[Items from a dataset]
[START]
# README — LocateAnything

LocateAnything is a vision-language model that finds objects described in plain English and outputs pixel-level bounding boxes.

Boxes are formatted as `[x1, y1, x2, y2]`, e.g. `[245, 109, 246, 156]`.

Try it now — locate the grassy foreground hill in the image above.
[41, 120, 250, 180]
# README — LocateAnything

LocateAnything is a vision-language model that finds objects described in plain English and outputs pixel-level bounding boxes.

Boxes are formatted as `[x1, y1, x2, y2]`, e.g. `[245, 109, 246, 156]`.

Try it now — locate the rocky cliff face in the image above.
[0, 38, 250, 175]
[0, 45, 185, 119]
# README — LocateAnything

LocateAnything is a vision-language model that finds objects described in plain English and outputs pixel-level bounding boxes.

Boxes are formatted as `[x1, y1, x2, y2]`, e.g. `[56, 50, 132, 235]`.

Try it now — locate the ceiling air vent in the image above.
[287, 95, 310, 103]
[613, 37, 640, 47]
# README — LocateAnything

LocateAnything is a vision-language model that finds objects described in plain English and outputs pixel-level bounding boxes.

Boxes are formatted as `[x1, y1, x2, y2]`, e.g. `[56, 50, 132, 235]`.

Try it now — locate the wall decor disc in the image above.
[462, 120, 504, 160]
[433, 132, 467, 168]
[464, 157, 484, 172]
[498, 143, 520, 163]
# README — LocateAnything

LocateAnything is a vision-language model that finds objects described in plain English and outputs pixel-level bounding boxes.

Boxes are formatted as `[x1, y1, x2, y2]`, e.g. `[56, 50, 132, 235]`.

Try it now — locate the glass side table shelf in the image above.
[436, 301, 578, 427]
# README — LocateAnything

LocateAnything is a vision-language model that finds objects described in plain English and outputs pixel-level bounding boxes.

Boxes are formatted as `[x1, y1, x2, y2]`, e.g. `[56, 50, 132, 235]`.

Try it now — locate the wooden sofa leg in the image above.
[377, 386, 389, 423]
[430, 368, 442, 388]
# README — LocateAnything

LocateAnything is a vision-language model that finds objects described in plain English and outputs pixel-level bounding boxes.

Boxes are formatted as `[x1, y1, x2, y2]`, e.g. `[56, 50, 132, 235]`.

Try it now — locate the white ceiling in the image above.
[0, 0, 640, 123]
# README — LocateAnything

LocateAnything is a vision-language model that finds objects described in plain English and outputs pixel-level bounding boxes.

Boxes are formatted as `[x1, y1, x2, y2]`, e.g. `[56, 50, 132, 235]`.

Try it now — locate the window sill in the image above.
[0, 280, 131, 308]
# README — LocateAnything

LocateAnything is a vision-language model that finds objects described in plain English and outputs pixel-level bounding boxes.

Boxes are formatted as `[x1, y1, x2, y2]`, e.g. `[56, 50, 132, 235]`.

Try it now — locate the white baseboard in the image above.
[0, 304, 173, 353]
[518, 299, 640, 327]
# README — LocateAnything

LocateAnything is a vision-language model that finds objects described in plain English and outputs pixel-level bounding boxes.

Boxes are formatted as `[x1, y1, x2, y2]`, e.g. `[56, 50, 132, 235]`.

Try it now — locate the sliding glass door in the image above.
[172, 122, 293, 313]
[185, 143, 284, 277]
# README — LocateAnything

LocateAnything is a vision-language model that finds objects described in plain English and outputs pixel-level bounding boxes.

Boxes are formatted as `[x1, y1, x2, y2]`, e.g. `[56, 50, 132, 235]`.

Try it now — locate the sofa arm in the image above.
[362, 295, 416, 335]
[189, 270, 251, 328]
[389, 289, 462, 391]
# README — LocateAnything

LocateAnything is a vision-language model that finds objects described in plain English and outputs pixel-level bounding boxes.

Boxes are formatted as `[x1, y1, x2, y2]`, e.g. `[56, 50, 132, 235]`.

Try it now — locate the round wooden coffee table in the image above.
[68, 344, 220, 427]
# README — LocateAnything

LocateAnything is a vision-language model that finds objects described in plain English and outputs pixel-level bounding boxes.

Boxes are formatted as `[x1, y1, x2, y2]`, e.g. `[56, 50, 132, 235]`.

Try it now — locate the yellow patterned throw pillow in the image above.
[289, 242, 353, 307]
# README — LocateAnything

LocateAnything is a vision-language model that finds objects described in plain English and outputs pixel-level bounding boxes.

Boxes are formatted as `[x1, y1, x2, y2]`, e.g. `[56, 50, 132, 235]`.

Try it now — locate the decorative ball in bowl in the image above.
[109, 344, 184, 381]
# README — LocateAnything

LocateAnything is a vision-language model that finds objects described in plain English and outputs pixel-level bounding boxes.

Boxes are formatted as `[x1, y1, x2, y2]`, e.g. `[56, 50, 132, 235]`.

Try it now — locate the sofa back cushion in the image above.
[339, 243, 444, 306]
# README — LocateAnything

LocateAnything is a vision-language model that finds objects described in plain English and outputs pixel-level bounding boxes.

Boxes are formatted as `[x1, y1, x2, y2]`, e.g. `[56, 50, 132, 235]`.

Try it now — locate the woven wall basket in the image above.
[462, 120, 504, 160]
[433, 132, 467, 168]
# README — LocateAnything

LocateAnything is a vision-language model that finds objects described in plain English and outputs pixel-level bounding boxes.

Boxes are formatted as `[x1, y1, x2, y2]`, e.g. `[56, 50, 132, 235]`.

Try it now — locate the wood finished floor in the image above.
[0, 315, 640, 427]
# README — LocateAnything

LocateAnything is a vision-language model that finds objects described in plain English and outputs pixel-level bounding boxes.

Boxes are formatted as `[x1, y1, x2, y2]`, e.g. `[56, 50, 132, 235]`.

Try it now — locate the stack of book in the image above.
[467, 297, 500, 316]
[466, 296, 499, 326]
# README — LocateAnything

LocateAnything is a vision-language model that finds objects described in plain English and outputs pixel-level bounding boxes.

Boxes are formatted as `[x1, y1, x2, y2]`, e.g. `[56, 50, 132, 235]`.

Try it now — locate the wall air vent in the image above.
[END]
Goal of the exercise >> Put all of the lines in the records above into a Markdown table with the columns Row and Line, numbering each row and leaving out blank lines.

The output >>
| Row | Line |
|---|---|
| 1 | # README — LocateAnything |
| 2 | LocateAnything is a vision-language model that finds objects described in plain English and outputs pixel-level bounding boxes. |
| 3 | Boxes are formatted as `[x1, y1, x2, y2]`, e.g. `[245, 109, 246, 156]`. |
| 4 | Try it now — locate the grassy foreground hill in the image above. |
| 5 | [41, 120, 250, 180] |
| 6 | # README — LocateAnything |
| 7 | LocateAnything is a vision-language model that finds objects described in plain English and outputs pixel-level bounding boxes. |
| 8 | Boxes are formatted as `[x1, y1, x2, y2]`, e.g. `[245, 109, 246, 156]`. |
| 9 | Try it now — locate the rocky cliff face in the image above. |
| 10 | [0, 38, 250, 175] |
| 11 | [0, 45, 185, 119] |
| 12 | # README — LocateAnything |
| 13 | LocateAnything is a vision-language model that finds objects described in plain English and outputs pixel-level bounding boxes. |
| 14 | Boxes are formatted as `[x1, y1, x2, y2]`, e.g. `[56, 50, 132, 235]`. |
| 15 | Try it now — locate the ceiling air vent in the image above. |
| 16 | [287, 95, 310, 103] |
| 17 | [613, 37, 640, 47] |
| 18 | # README — LocateAnything |
| 19 | LocateAnything is a vision-language model that finds objects described in plain English and outputs pixel-level bounding boxes. |
| 20 | Boxes are formatted as `[x1, y1, x2, y2]`, e.g. `[56, 50, 132, 235]`. |
| 21 | Try it now — locate the wall decor disc in the image above. |
| 22 | [462, 120, 504, 160] |
| 23 | [433, 132, 467, 168] |
| 24 | [464, 157, 484, 172] |
| 25 | [498, 143, 520, 163] |
| 26 | # README — LocateAnything |
| 27 | LocateAnything is a vision-language model that finds objects described in plain English and outputs pixel-level bounding boxes. |
| 28 | Boxes are formatted as `[x1, y1, x2, y2]`, e.g. `[56, 50, 132, 235]`. |
| 29 | Try it now — locate the glass side table shelf in the image above. |
| 30 | [436, 301, 578, 427] |
| 31 | # README — LocateAnything |
| 32 | LocateAnything is a vision-language model that finds objects described in plain English and outputs pixel-level bounding boxes. |
| 33 | Boxes are formatted as `[x1, y1, x2, y2]`, e.g. `[56, 50, 132, 235]`. |
| 34 | Try it now — locate the wooden sofa leg in the image above. |
| 35 | [377, 386, 389, 423] |
| 36 | [430, 368, 442, 388] |
| 37 | # README — LocateAnything |
| 38 | LocateAnything is a vision-language model that finds objects described in plain English and outputs pixel-level bounding boxes. |
| 39 | Boxes are formatted as `[x1, y1, x2, y2]`, e.g. `[56, 50, 132, 235]`. |
| 40 | Try it now — locate the white ceiling in the image above. |
| 41 | [0, 0, 640, 123] |
| 42 | # README — LocateAnything |
| 43 | LocateAnything is a vision-language model that finds objects described in plain English and outputs pixel-level bounding boxes. |
| 44 | Boxes are formatted as `[x1, y1, x2, y2]`, e.g. `[56, 50, 132, 235]`. |
| 45 | Try it now — locate the window sill in the image above. |
| 46 | [0, 280, 131, 308] |
| 47 | # README — LocateAnything |
| 48 | LocateAnything is a vision-language model that finds objects described in plain English and outputs pixel-level bounding boxes. |
| 49 | Boxes are formatted as `[x1, y1, x2, y2]`, e.g. `[56, 50, 132, 235]`. |
| 50 | Try it now — locate the white baseboard in the image above. |
| 51 | [0, 304, 173, 353] |
| 52 | [518, 299, 640, 327] |
| 53 | # README — LocateAnything |
| 54 | LocateAnything is a vision-language model that finds objects described in plain English and outputs pixel-level bounding boxes. |
| 55 | Boxes are formatted as `[x1, y1, x2, y2]`, e.g. `[56, 50, 132, 235]`. |
| 56 | Try it now — locate the sliding glass door in the image above. |
| 57 | [172, 122, 293, 313] |
| 58 | [185, 143, 284, 277] |
| 59 | # README — LocateAnything |
| 60 | LocateAnything is a vision-language model that finds objects described in plain English and outputs pixel-level bounding boxes. |
| 61 | Boxes are formatted as `[x1, y1, x2, y2]`, e.g. `[56, 50, 132, 235]`. |
| 62 | Try it now — locate the sofa arm in the image above. |
| 63 | [362, 295, 416, 335] |
| 64 | [189, 270, 251, 328] |
| 65 | [389, 289, 462, 391] |
| 66 | # README — LocateAnything |
| 67 | LocateAnything is a vision-language model that finds objects described in plain English and outputs pixel-level bounding boxes. |
| 68 | Boxes are formatted as `[x1, y1, x2, y2]`, e.g. `[56, 50, 132, 235]`. |
| 69 | Try it now — locate the round wooden coffee table in the image above. |
| 70 | [68, 344, 220, 427] |
| 71 | # README — LocateAnything |
| 72 | LocateAnything is a vision-language model that finds objects described in plain English and outputs pixel-level bounding boxes. |
| 73 | Boxes are formatted as `[x1, y1, x2, y2]`, e.g. `[56, 50, 132, 235]`. |
| 74 | Try it now — locate the yellow patterned throw pillow in the image above. |
| 75 | [289, 242, 353, 307] |
| 76 | # README — LocateAnything |
| 77 | LocateAnything is a vision-language model that finds objects described in plain English and outputs pixel-level bounding boxes. |
| 78 | Boxes are formatted as `[x1, y1, x2, y2]`, e.g. `[56, 50, 132, 235]`. |
| 79 | Try it now — locate the decorative ball in bowl in the image above. |
| 80 | [109, 344, 184, 381] |
| 81 | # README — LocateAnything |
| 82 | LocateAnything is a vision-language model that finds objects described in plain English and outputs pixel-level bounding boxes. |
| 83 | Boxes are formatted as `[x1, y1, x2, y2]`, e.g. `[56, 50, 132, 235]`. |
| 84 | Try it now — locate the sofa back cushion in the image above. |
| 85 | [339, 243, 444, 306] |
| 86 | # README — LocateAnything |
| 87 | LocateAnything is a vision-language model that finds objects described in plain English and outputs pixel-level bounding boxes. |
| 88 | Boxes are formatted as `[x1, y1, x2, y2]`, e.g. `[56, 50, 132, 235]`. |
| 89 | Try it now — locate the woven wall basket in the image above. |
| 90 | [462, 120, 504, 160] |
| 91 | [433, 132, 467, 168] |
| 92 | # README — LocateAnything |
| 93 | LocateAnything is a vision-language model that finds objects described in plain English and outputs pixel-level bounding boxes. |
| 94 | Boxes are formatted as `[x1, y1, x2, y2]`, e.g. `[56, 50, 132, 235]`. |
| 95 | Try it now — locate the wood finished floor in the image above. |
| 96 | [0, 315, 640, 427] |
| 97 | # README — LocateAnything |
| 98 | LocateAnything is a vision-language model that finds objects described in plain English and outputs pixel-level bounding boxes. |
| 99 | Boxes are formatted as `[x1, y1, x2, y2]`, e.g. `[56, 50, 132, 235]`. |
| 100 | Try it now — locate the stack of book in the image above. |
| 101 | [467, 297, 500, 316] |
| 102 | [466, 296, 499, 326] |
| 103 | # README — LocateAnything |
| 104 | LocateAnything is a vision-language model that finds objects described in plain English and outputs pixel-level bounding boxes. |
| 105 | Boxes are formatted as `[x1, y1, x2, y2]`, e.g. `[56, 50, 132, 235]`. |
| 106 | Try it now — locate the wall air vent in the image above. |